## Task to carry out
Each entry should appear in the answer exactly as written.
Exercise material Block Start
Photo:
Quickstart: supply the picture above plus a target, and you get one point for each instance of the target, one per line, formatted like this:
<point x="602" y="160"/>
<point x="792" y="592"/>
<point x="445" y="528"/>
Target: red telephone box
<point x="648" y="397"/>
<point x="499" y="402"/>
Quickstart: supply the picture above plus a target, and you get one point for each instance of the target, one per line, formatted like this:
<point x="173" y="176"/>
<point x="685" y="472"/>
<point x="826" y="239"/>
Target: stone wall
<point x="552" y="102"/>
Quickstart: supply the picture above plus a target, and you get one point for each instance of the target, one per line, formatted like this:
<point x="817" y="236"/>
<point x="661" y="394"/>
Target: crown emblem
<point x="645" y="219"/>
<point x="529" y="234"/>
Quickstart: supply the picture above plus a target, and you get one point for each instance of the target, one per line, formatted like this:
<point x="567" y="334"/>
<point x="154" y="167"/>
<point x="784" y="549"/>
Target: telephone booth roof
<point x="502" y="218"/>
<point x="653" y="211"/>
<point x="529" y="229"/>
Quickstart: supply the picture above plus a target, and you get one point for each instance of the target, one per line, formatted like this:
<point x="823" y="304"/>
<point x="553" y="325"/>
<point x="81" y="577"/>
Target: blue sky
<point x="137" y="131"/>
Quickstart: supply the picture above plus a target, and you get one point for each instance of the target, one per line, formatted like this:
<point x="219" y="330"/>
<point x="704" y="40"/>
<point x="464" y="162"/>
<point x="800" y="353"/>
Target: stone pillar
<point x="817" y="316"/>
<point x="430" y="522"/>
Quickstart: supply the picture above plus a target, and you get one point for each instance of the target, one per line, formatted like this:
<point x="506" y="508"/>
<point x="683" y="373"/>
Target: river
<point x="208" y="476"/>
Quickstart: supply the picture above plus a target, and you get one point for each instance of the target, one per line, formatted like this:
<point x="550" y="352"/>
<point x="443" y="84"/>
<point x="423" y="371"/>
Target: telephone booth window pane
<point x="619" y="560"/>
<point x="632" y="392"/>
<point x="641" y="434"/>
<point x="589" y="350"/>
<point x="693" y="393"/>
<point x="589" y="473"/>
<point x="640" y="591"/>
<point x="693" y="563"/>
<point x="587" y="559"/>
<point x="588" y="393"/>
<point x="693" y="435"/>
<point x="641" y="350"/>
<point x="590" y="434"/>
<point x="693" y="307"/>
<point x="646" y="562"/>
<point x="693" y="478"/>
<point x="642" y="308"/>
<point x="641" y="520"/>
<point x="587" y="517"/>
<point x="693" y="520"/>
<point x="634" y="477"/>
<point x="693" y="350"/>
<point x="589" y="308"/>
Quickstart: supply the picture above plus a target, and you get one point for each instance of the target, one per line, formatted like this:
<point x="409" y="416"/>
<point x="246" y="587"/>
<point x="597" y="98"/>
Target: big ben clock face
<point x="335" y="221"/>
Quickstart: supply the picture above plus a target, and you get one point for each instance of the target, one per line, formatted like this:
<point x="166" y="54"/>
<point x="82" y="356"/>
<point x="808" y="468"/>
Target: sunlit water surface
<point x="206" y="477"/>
Exercise material Block End
## Response area
Photo:
Quickstart: supply the picture above plus a target, and you get one point for each instance of the target, one per line, formatted like this:
<point x="602" y="160"/>
<point x="792" y="592"/>
<point x="445" y="528"/>
Target: red telephone box
<point x="648" y="397"/>
<point x="499" y="402"/>
Quickstart: supply the picture above plus a target, and you get one point for each instance of the target, one per line, formatted like this:
<point x="173" y="176"/>
<point x="685" y="472"/>
<point x="826" y="239"/>
Target: stone wall
<point x="552" y="102"/>
Quickstart: supply the picture above plus a target, and you get one point for each instance of the target, one per line, formatted like this:
<point x="817" y="236"/>
<point x="661" y="394"/>
Target: crown emblem
<point x="645" y="219"/>
<point x="529" y="234"/>
Quickstart: supply the picture above plus a target, and you get one point for each instance of the target, one per line, formatted like this:
<point x="567" y="334"/>
<point x="154" y="167"/>
<point x="784" y="549"/>
Target: telephone booth roof
<point x="502" y="218"/>
<point x="653" y="211"/>
<point x="529" y="229"/>
Quickstart: supply the picture above plus a target, and you get one point for each instance of the target, one per line, formatted like this:
<point x="823" y="304"/>
<point x="553" y="325"/>
<point x="81" y="577"/>
Target: blue sky
<point x="137" y="131"/>
Quickstart: supply the picture above plus a target, and you get one point for each instance of the target, one per line, formatted like this:
<point x="219" y="330"/>
<point x="704" y="40"/>
<point x="464" y="162"/>
<point x="800" y="353"/>
Target: stone pillar
<point x="817" y="316"/>
<point x="430" y="522"/>
Quickstart: supply the picture above plus a target, and you get one point for each instance of the target, one per line, formatted like this:
<point x="506" y="508"/>
<point x="683" y="373"/>
Target: river
<point x="208" y="476"/>
Quickstart: supply the picture above plus a target, and you get one point for each instance of the target, one per line, formatted like this:
<point x="550" y="352"/>
<point x="443" y="84"/>
<point x="423" y="371"/>
Target: telephone booth window pane
<point x="619" y="560"/>
<point x="632" y="392"/>
<point x="641" y="434"/>
<point x="589" y="350"/>
<point x="693" y="393"/>
<point x="589" y="473"/>
<point x="640" y="591"/>
<point x="693" y="563"/>
<point x="587" y="559"/>
<point x="588" y="393"/>
<point x="693" y="435"/>
<point x="641" y="350"/>
<point x="590" y="434"/>
<point x="693" y="307"/>
<point x="646" y="562"/>
<point x="693" y="478"/>
<point x="642" y="308"/>
<point x="641" y="520"/>
<point x="587" y="517"/>
<point x="693" y="520"/>
<point x="634" y="477"/>
<point x="693" y="350"/>
<point x="589" y="308"/>
Quickstart: supply the picture above plus a target, and you get one point for each instance of the target, one per line, formatted like this:
<point x="409" y="416"/>
<point x="246" y="587"/>
<point x="597" y="98"/>
Target: big ben clock face
<point x="335" y="221"/>
Quickstart: supply the picture above plus a target, and you get one point for each instance of the target, one per line, formatted like this:
<point x="166" y="54"/>
<point x="82" y="356"/>
<point x="808" y="468"/>
Target: sunlit water surface
<point x="206" y="477"/>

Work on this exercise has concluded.